Driving to Moab is the halfway mark of The Grand Circle, at least it was for me. I spent three nights in Moab and it was plenty of time to rest and see Arches National Park and Island in the Sky, although if you’re happy in the outdoors, you could spend months and not want to leave.

We were lucky enough to stay in a fun little Airbnb with 1960s interior decor and a large hot-tub in the back, which made the cold stays in the cabin and camping sites of the previous days evaporate away under the desert skies and cold evening air.

Day 7
Arches National Park
The best time to go is before sunrise. Early morning is when few people will be heading to the park, right before dawn. That way you can hike the 1.5 mile steep climb up the rocks to see Delicate Arch, take photos, and come back before the crowds. Then go to Devils Garden and see how far you can take the 7.2 mile roundtrip “primitive” trail to see the arches!

Warning – don’t go beyond Double O Arch if you have vertigo or fear of heights. The trail goes for roughly 100 feet over a long stretch of rock “fin” with steep drop-offs on either side and occasionally, strong winds. With the clothing we had on, we could not do it. The wind would fill the air-pockets in our clothes and lift us up like a parachute.

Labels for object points
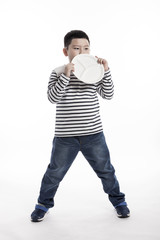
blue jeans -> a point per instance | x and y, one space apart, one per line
64 151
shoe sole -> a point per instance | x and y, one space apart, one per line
125 216
40 219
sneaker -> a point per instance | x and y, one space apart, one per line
39 213
122 211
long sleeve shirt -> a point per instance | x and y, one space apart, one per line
77 104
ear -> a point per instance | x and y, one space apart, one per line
65 52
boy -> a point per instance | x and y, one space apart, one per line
78 128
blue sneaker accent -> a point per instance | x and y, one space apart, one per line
122 211
39 213
121 204
41 207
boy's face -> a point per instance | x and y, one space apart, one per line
77 46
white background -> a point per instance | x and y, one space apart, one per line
127 34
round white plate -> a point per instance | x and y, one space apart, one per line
87 69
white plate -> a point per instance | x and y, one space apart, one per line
87 69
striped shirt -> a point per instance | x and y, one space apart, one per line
77 105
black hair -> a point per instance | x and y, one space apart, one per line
74 34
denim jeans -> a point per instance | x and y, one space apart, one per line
64 151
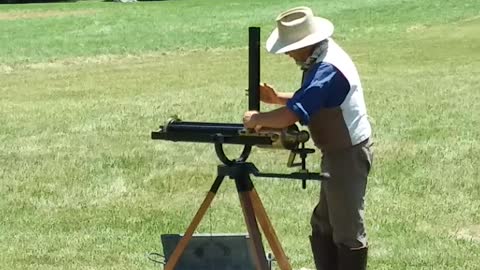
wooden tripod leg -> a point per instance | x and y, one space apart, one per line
269 232
244 185
182 244
252 227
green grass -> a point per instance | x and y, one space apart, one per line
83 84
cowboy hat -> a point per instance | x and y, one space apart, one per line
298 28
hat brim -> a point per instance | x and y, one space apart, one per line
325 30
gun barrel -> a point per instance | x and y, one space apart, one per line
205 132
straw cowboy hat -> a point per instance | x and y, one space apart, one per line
298 28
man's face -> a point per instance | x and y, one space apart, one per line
300 55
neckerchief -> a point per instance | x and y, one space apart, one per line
317 52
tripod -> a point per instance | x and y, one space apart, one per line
252 207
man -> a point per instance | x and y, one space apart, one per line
330 101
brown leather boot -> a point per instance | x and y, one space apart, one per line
349 259
324 251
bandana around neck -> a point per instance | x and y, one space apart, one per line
317 52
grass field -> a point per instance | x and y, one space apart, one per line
83 84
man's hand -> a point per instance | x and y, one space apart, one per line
268 94
250 120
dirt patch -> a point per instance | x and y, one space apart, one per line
12 16
471 233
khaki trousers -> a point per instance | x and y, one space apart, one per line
340 210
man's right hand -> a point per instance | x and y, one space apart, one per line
268 94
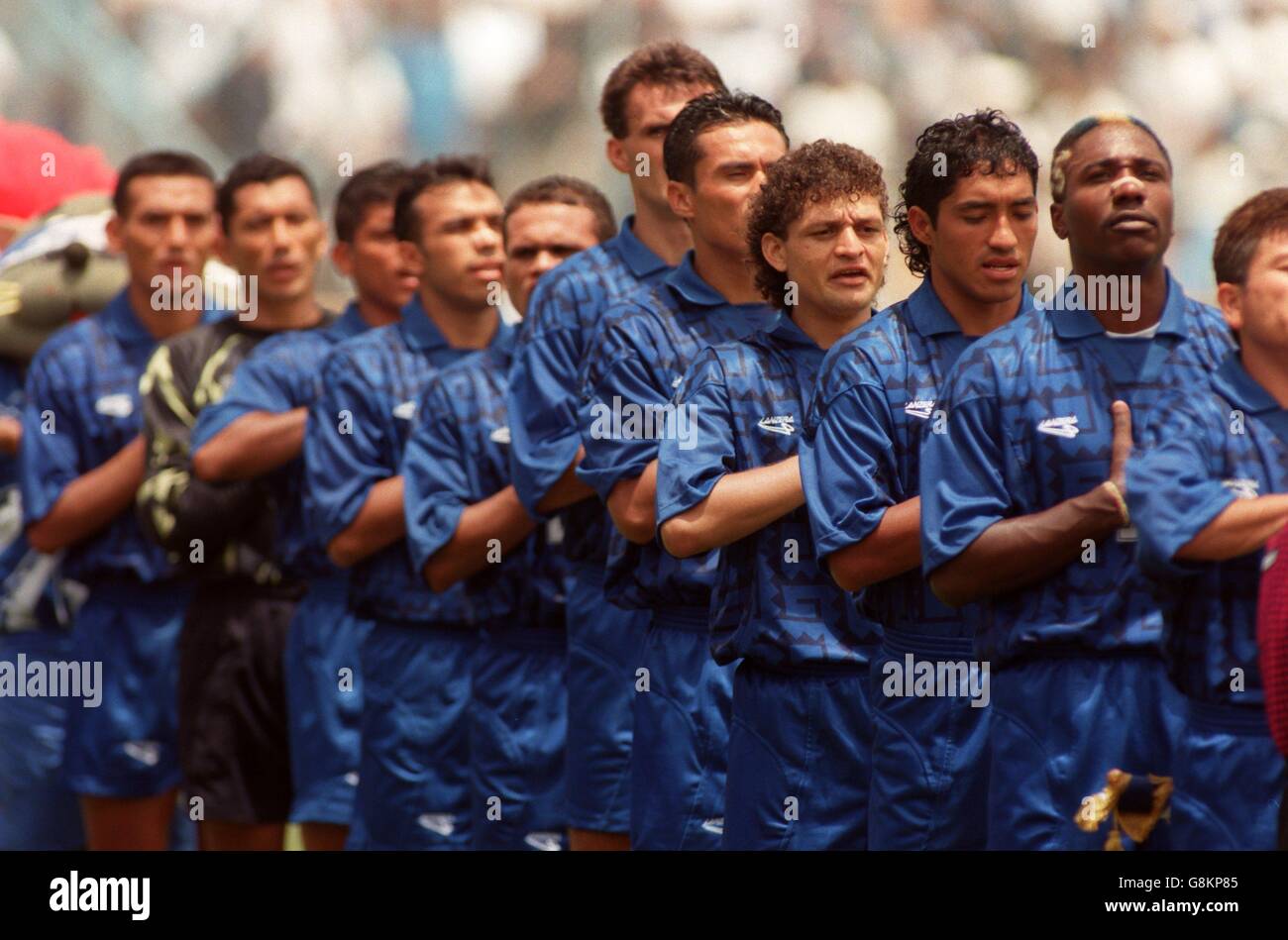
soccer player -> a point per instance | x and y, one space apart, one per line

* **The request**
Pick up the Moab travel account after its last sentence and keep writing in the same first-person style.

* **Output of the task**
Until the Double O Arch, you can see the magnificent Landscape Arch, truly natural beauty. Not far along is the Partition Arch and the Navajo Arch, with a little body of water inside and a pine tree. It is all beautiful in Arches National Park. The loop to Double O Arch and back is 4.2 miles round-trip. Wear hiking shoes and bring water and food to eat later when you are done. There is still plenty to see afterwards, on the drive out of the park, from Fireside Furnace, Balanced Rock, the Windows, and the La Sal Mountains.

Day 8
Island in the Sky

By far one of the most remotely beautiful places in the region, Island in the Sky has a special beauty because it is located a mile high. The road winds up to the top of a plateau where grass and trees grow and eagles land in the rocks away from people. With not many large parking lots, Island in the Sky is not made for crowds. It is for those who seek serenity and peaceful moments, who can appreciate the exertion it takes to see a stunning view off a trail, because although the drive in is beautiful, it was off the trails about a mile or two in that I truly admired the surrounding landscape away from cars and traces of people’s work.

The best places to go in a short day are Mesa Arch, White Rim Overlook (we didn’t go on this trail this trip, as the Grand View Point goes roughly the same direction), Grand View Point, Murphy Point, and Upheaval Dome.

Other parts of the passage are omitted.